### EXERCISE AIM
Give the records below as a numbered list, one line per item, skipping any blank lines. Leave the pictures out.

[Records from a dataset]
----------------------------------------
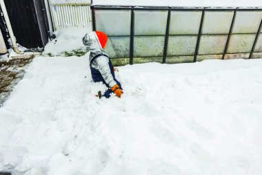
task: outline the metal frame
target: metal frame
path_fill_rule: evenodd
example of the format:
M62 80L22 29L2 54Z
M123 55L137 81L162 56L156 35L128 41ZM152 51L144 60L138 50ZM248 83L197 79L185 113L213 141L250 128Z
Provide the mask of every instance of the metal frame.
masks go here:
M130 25L130 44L129 50L130 64L133 64L134 57L134 10L131 10L131 25Z
M248 57L248 59L252 58L252 56L253 53L254 53L254 50L256 48L257 39L259 39L260 31L261 30L261 26L262 26L262 19L261 19L261 21L260 21L259 27L259 29L257 30L257 33L256 35L256 38L254 39L253 46L252 47L251 52L250 52L250 56Z
M234 15L233 15L233 18L232 19L230 28L230 31L229 31L228 35L228 39L227 39L227 42L225 43L224 52L223 52L223 56L222 56L222 59L225 59L225 54L228 52L229 42L230 40L230 37L231 37L231 35L232 35L232 31L233 30L233 28L234 28L234 21L236 19L236 10L234 10Z
M165 63L166 62L166 54L168 51L168 38L169 38L169 27L170 24L170 15L171 15L171 10L170 10L170 8L169 8L168 13L168 19L166 22L165 45L164 45L164 51L163 51L163 63Z
M199 25L199 35L197 36L196 49L194 50L194 60L193 60L194 62L196 62L196 57L197 57L197 55L199 55L199 44L200 44L200 39L202 35L203 21L204 20L204 17L205 17L205 10L202 11L201 21L200 21L200 25Z
M197 41L196 44L196 48L194 51L194 55L179 55L179 56L194 56L194 60L193 62L195 62L197 61L197 55L199 55L199 44L201 41L201 37L202 35L202 35L202 28L203 28L203 20L205 17L205 12L216 12L216 11L234 11L234 16L232 17L232 20L231 22L231 26L230 28L230 31L228 34L228 39L227 42L225 46L224 51L223 53L222 59L223 59L225 57L225 54L227 53L227 50L229 46L229 42L230 39L230 37L232 35L232 32L234 28L234 24L236 18L236 13L237 11L262 11L262 8L203 8L203 7L189 7L189 8L184 8L184 7L152 7L152 6L91 6L91 10L92 10L92 28L93 30L96 30L96 25L95 25L95 12L94 11L96 10L131 10L131 25L130 25L130 35L126 36L130 37L130 64L133 64L133 57L134 57L134 10L165 10L168 11L168 17L167 17L167 26L166 26L166 30L165 30L165 44L164 44L164 50L163 53L163 63L166 62L166 57L167 57L167 50L168 48L168 38L169 36L171 35L198 35L197 37ZM171 11L201 11L202 15L201 15L201 19L199 25L199 30L198 35L169 35L169 28L170 28L170 13ZM261 21L262 23L262 21ZM261 23L260 24L259 28L258 30L258 33L256 33L256 39L253 44L252 50L250 53L250 57L252 57L252 54L254 52L254 49L255 48L255 45L256 44L258 36L259 35L259 31L261 28ZM227 34L214 34L215 35L227 35ZM137 35L136 35L137 36ZM141 35L141 36L147 36L147 35ZM151 35L148 35L151 36ZM162 35L161 35L162 36ZM110 36L114 37L114 36Z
----------------------------------------
### THE RESPONSE
1. task: outline the metal frame
2. target: metal frame
3. path_fill_rule: evenodd
4. example of the format:
5. M62 80L22 29L2 54Z
6. M123 55L137 81L162 56L156 35L128 41ZM152 51L144 60L138 50ZM248 83L197 79L185 113L213 141L250 128Z
7. Provide the mask of every instance of the metal frame.
8. masks go here:
9. M130 25L130 44L129 50L130 64L133 64L134 57L134 10L131 10L131 25Z
10. M248 57L248 59L252 58L252 56L253 53L254 53L254 50L256 48L257 39L259 39L260 31L261 30L261 26L262 26L262 19L261 19L261 21L260 21L259 27L259 29L257 30L257 33L256 35L256 38L254 39L253 46L252 47L251 52L250 52L250 56Z
11. M234 15L233 15L233 18L232 19L230 28L230 31L229 31L228 35L228 39L227 39L227 42L225 43L224 52L223 52L223 56L222 56L222 59L225 59L225 54L228 52L229 42L230 40L230 37L231 37L231 35L232 35L232 31L233 30L233 28L234 28L234 21L236 19L236 10L234 10Z
12. M165 63L166 62L166 54L168 51L168 38L169 38L169 27L170 24L170 15L171 15L171 10L170 10L170 8L169 8L168 13L168 19L166 22L165 45L164 45L164 51L163 51L163 63Z
13. M199 25L199 35L197 36L196 49L194 50L194 60L193 60L194 62L196 62L196 57L197 57L197 55L199 55L199 44L200 44L200 39L202 35L203 21L204 20L204 17L205 17L205 10L202 11L201 21L200 21L200 25Z
14. M197 41L196 44L196 48L194 51L194 55L179 55L179 56L194 56L194 60L193 62L195 62L197 61L197 55L199 55L199 44L201 41L201 37L202 35L202 35L202 28L203 28L203 20L205 17L205 12L216 12L216 11L234 11L234 16L232 17L232 20L231 22L231 26L230 28L230 31L228 34L228 39L227 42L225 46L224 51L223 53L222 59L223 59L225 57L225 54L227 53L227 50L229 46L229 42L230 39L230 37L232 35L232 32L234 28L234 24L236 18L236 13L237 11L262 11L262 8L203 8L203 7L189 7L189 8L184 8L184 7L152 7L152 6L91 6L91 10L92 10L92 28L93 30L96 30L96 25L95 25L95 12L94 11L96 10L131 10L131 25L130 25L130 35L126 36L130 37L130 64L133 64L133 57L134 57L134 10L165 10L168 11L168 17L167 17L167 26L166 26L166 30L165 30L165 44L164 44L164 50L163 53L163 63L166 62L166 57L167 57L167 50L168 48L168 38L169 36L171 35L198 35L197 37ZM171 11L201 11L202 15L201 15L201 19L199 25L199 30L198 35L169 35L169 28L170 28L170 13ZM261 21L262 23L262 21ZM261 23L260 24L259 28L258 30L258 33L256 33L256 39L253 44L252 50L250 53L250 57L252 57L252 54L254 52L254 49L255 48L255 45L256 44L258 36L259 35L259 31L261 28ZM227 34L214 34L215 35L227 35ZM137 35L136 35L137 36ZM141 35L141 36L147 36L147 35ZM151 35L148 35L151 36ZM162 35L161 35L162 36ZM110 36L114 37L114 36Z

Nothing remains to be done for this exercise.